== Page text ==
========================

= Classification of cleft lip and cleft palate =

Cleft lip and clip palate is an "umbrella term" for a heterogeneous collection of orofacial clefts. It includes clefting of the upper lip, the maxillary alveolus (dental arch), and the hard or soft palate, in various combinations. The anatomic combinations include:

- cleft lip [CL]
- cleft lip and alveolus [CLA]
- cleft lip, alveolus, and palate [CLAP]
- cleft lip and palate (with an intact alveolus) [CLP]
- cleft palate [CP]

==Laterality==
Embryologically, the upper lip may become clefted in the center (a median cleft lip) or on one or both sides (a paramedian cleft lip). The paramedian form is more common, and the median cleft lip is exceedingly rare. Most classification schemes consider only paramedian cleft lip to fall under the CL/P grouping, although this has been the subject of some controversy. (Many consider the median cleft lip to be better grouped under the Tessier classification for atypical orofacial clefts, with median cleft lip representing a Tessier 0 cleft.) The typical paramedian cleft lip may affect one side (unilateral) or both sides (bilateral). A unilateral cleft lip is much more common.

Clefting of the maxillary alveolus tends to accompany the cleft of the lip, and thus may affect the center (with a median cleft lip) or one or both sides (in unilateral or bilateral paramedian cleft lip, respectively).

Cleft palate does not have laterality in the same sense that the cleft lip does. Rather, there are certain morphologic forms of cleft palate (described succinctly by the Veau classification, as explained in detail below). An isolated cleft of the palate (whether Veau-I soft palate only or Veau-II hard and soft palate) is a "midline" cleft. A Veau-III cleft may be considered "unilateral," as it is contiguous with a unilateral cleft lip. A Veau-IV cleft may be considered "midline" or "bilateral" as it is contiguous with a bilateral cleft lip. Due to the confusion regarding laterality of the palate, usage of the terms "midline," "unilateral," and "bilateral" should be discouraged in favor of more accurate morphologic descriptions.

========================

== Excerpted records ==
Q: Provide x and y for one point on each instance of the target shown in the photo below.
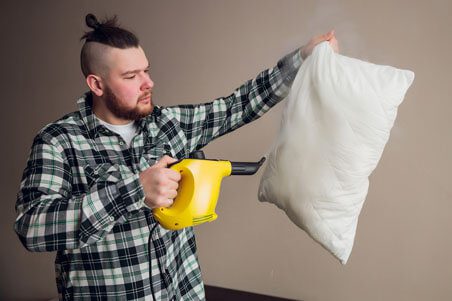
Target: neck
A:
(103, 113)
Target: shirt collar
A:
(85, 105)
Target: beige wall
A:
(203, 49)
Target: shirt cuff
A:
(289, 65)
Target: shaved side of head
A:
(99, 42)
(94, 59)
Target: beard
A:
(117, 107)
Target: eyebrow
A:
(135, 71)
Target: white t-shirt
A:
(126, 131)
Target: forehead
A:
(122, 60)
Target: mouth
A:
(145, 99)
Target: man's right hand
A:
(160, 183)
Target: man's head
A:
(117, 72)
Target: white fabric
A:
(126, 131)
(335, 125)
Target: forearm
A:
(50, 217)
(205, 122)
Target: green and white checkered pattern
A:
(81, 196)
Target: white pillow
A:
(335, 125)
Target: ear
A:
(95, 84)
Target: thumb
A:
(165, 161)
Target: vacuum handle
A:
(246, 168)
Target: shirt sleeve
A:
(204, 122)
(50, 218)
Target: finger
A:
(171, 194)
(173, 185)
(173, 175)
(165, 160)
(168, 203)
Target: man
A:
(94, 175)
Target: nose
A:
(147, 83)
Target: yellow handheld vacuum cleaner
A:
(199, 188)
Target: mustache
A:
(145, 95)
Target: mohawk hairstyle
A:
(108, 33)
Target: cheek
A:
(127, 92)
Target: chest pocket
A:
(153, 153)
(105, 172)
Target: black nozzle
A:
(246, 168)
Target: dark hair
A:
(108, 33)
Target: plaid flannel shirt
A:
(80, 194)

========================

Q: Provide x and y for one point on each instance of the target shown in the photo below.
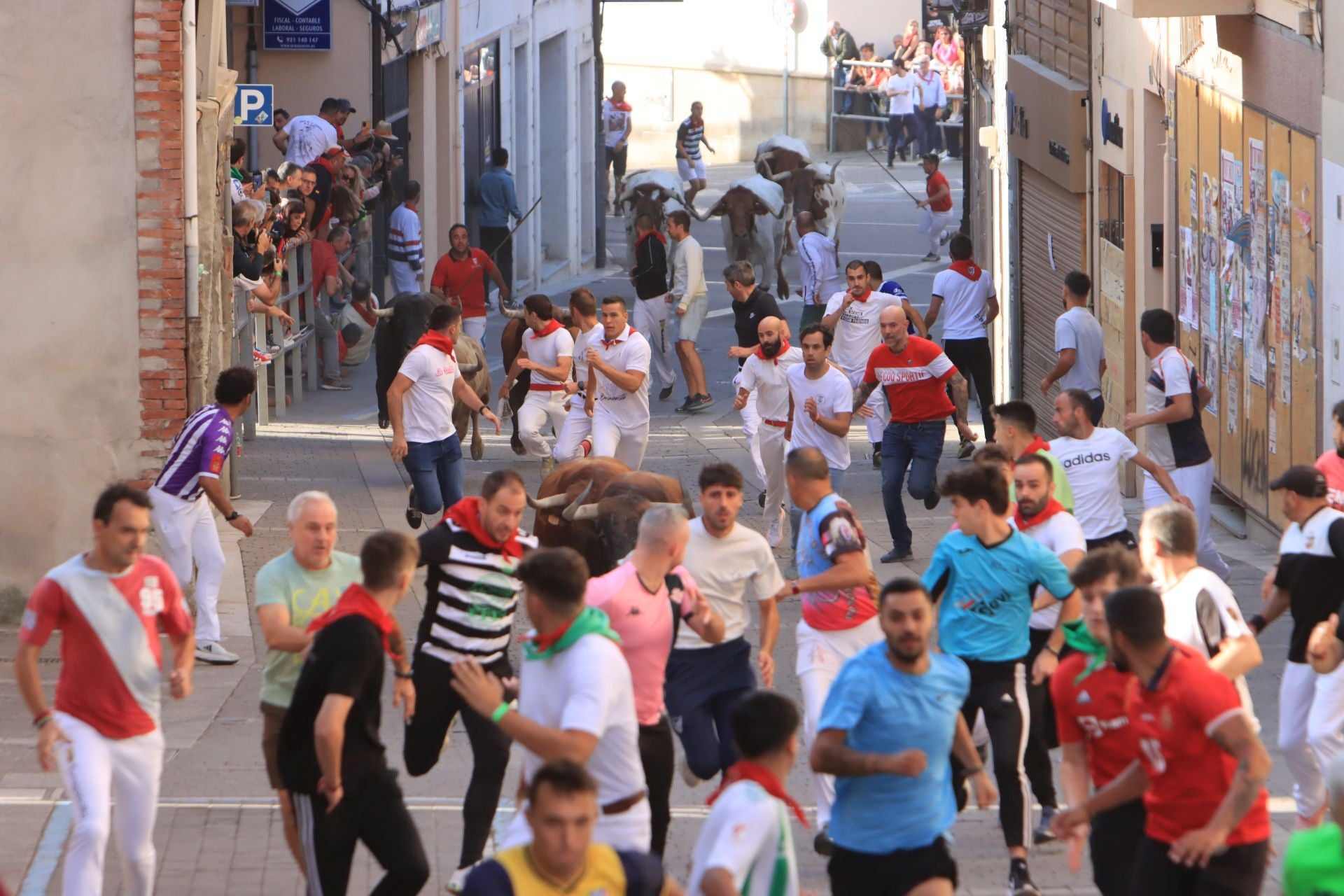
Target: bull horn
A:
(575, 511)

========================

== Instructions ==
A - In the text on cleft lip and palate, what does a median cleft lip represent under the Tessier classification?
B - Extend the text on cleft lip and palate from its last sentence.
The rows come from a different source than the text on cleft lip and palate.

== Task responses ==
A - A Tessier 0 cleft.

B -
==Severity of cleft lip==
The clefting of the lip may be complete, incomplete, or lesser-form, with the lesser-form clefts being further subdivided into minor-form, microform, and mini-microform. A bilateral cleft lip may feature the same degree of clefting on each side (and thus be symmetric bilateral cleft lip) or may differ from side-to-side (asymmetric bilateral cleft lip). The severity of the cleft lip informs the choice for operative repair.

==Morphology of cleft palate==
The clefting of the palate is most usefully described by the Veau classification:
- Veau-I cleft palate: A midline cleft of the velum (soft palate), with the intact hard palate.
- Veau-II cleft palate: A midline cleft of the velum (soft palate) and secondary hard palate (posterior to the incisive foramen), with intact primary palate (anterior to the incisive foramen)
- Veau-III cleft palate: A cleft of the velum (soft palate), extending unilaterally through the secondary hard palate, past the incisive foramen, and through the primary hard palate and alveolus. The vomer (the bony part of the nasal septum) remains attached to the palatal shelf on the greater segment (non-cleft side).
- Veau-IV cleft palate: A cleft of the velum (soft palate), extending in the midline through the secondary hard palate up to the incisive foramen and then bilaterally through the primary hard palate and alveolus on each side. The vomer (the bony part of the nasal septum) remains in the midline and is attached to the premaxilla.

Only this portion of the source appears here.